■ Vorliegender Text

________________

Rede von
Dr.
Bernhard
Reismann
- Parteizugehörigkeit zum Zeitpunkt der Rede:
(FU)
- Letzte offizielle eingetragene Parteizugehörigkeit: (FU)
Herr Präsident! Meine Damen und Herren! Die Vorlage dieses Gesetzes entspricht einer Verpflichtung aus dem Grundgesetz. Abgesehen davon ist aber auch die Wichtigkeit der Sache selbst so evident, daß man in dieser Frage nicht wie sonst denken könnte, das Haus wird mit soviel Gesetzesvorlagen überschüttet, man könnte vielleicht auf dem einen oder anderen Gebiet doch etwas sparen, und etwas weniger wäre mehr. Hier ist es also in der Tat notwendig, ein Gesetz vorzulegen.
Aber wenn man nach der Ratio der Vorlage vorgeht, so ist es doch die: Schutz der Freiheit der Persönlichkeit gegen eine unberechtigte Entziehung oder Beeinträchtigung überhaupt. Auf den Unterschied zwischen der Freiheitsbeschränkung und -beeinträchtigung komme ich gleich noch. Dieses
Gesetz sollte eigentlich nicht eine Handhabe dazu bieten, eine Freiheitsentziehung in solchen Fällen vorzunehmen, wo das nicht bisher auch schon möglich gewesen wäre. Wenn man den Namen liest, so kommt man auf den Gedanken, es handelt sich nur um eine Regelung des Verfahrens. Befaßt man sich aber mit dem Inhalt, so stellt man doch fest, daß verschiedene Möglichkeiten neu geschaffen werden oder wenigstens die Bestimmungen des Gesetzes so ausgelegt werden können, daß es sich um die Neuschaffung von Freiheitsentziehungsmöglichkeiten handelt. Damit würde meine Fraktion nicht einverstanden sein. Es entspricht weder der Notwendigkeit, die vorhandene Zahl der möglichen Freiheitsentziehungen 'zu vergrößern, noch dem Zweck des Gesetzes, in dieser Zeit nach 'den vorausgegangenen politischen 'Erfahrungen so zu verfahren.
Wenn ich gerade in diesem Zusammenhang und aus diesen Überlegungen heraus in der Begründung den Punkt 2 ansehe, so fällt mir dabei auf, daß .die Bundesregierung glaubt, aus polizeilichen Gesichtspunkten könnten z. B. krankheits- oder ansteckungsverdächtige Personen auch gegen ihren Willen unter Umständen längere Zeit interniert werden. Dazu muß man auch den § 4 des Gesetzes lesen, wonach unter Umständen dann nicht einmal eine richterliche Anhörung erforderlich ist. Ohne richterliche Anhörung mit der Behauptung, daß eine Krankheit vorliege, jemanden einzusperren, halten wir gegen Sinn und Grund dieses Gesetzes verstoßend und für völlig unmöglich.

________________

■ Daten zur Analyse

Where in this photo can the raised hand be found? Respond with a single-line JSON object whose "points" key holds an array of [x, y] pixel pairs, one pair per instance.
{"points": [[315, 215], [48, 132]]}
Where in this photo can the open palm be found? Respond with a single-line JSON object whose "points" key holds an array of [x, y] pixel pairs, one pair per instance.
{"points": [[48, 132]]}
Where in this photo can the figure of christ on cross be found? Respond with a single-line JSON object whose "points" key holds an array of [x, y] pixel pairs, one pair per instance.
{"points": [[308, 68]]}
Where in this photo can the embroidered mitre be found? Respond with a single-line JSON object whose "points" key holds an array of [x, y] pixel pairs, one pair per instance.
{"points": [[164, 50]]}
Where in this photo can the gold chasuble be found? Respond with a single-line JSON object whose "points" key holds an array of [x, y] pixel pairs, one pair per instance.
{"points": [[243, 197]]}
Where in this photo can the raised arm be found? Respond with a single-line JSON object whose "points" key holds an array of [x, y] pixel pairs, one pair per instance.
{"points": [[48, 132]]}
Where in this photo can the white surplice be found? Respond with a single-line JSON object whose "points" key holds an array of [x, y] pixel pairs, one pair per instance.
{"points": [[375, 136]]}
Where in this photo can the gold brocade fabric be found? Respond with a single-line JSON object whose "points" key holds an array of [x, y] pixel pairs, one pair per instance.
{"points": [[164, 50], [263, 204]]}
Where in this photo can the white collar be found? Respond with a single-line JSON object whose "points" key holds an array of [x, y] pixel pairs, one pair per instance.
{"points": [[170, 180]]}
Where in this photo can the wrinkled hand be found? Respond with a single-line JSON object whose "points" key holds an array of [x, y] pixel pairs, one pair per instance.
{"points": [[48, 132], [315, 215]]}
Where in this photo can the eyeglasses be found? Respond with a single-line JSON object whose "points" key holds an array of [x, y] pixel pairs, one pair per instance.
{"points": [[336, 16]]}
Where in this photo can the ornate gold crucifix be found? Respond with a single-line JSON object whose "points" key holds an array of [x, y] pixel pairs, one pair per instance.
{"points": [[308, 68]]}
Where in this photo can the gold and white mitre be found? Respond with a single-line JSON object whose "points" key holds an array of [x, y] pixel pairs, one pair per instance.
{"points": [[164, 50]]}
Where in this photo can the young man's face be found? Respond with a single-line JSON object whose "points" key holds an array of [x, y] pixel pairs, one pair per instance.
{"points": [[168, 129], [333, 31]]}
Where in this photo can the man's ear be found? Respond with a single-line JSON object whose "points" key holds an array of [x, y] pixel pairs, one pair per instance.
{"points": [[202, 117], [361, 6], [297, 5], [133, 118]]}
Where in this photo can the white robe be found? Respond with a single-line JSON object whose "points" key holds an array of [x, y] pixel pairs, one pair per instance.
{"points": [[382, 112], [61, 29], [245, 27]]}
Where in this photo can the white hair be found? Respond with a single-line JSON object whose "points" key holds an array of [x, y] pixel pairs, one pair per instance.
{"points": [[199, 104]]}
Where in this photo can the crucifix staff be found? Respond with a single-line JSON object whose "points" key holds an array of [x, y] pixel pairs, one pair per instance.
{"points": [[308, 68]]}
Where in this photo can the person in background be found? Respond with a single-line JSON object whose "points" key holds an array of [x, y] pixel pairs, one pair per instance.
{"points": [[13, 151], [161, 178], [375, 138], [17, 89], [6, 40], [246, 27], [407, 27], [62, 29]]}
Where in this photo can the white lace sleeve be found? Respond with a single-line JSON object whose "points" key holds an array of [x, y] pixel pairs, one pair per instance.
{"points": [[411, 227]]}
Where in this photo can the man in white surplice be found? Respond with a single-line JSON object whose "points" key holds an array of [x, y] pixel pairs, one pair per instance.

________________

■ Aufgabenbeschreibung
Fahren Sie mit der Rede über Freiheitsentziehung im Anschluss an ihren letzten Satz fort. Die Datensätze spielen hierfür keine Rolle.

■ Antwortteil
Wir sehen also, daß trotz der an sich harmlosen Überschrift und trotz der offenbar wohlmeinenden Absicht schon allein in diesem Punkte sich eine ganz erhebliche Gefahr in der Vorlage befindet, mit der wir uns nicht einverstanden erklären werden. Ich habe wegen der Kürze 'der Redezeit, die mir zur Verfügung steht, nicht die Möglichkeit, noch auf andere 'Bedenken ähnlicher Art hinzuweisen. Wir möchten aber von vornherein gerade auf diesen wichtigen Punkt aufmerksam machen. Das Gesetz darf auf keinen Fall zu irgendeiner Zeit irgendeiner Regierung als Vorwand oder Handhabe dazu dienen, Leute einzusperren, wenn nicht schon nach den bisher vorliegenden Gesetzen Veranlassung, ja sogar die Notwendigkeit dazu besteht.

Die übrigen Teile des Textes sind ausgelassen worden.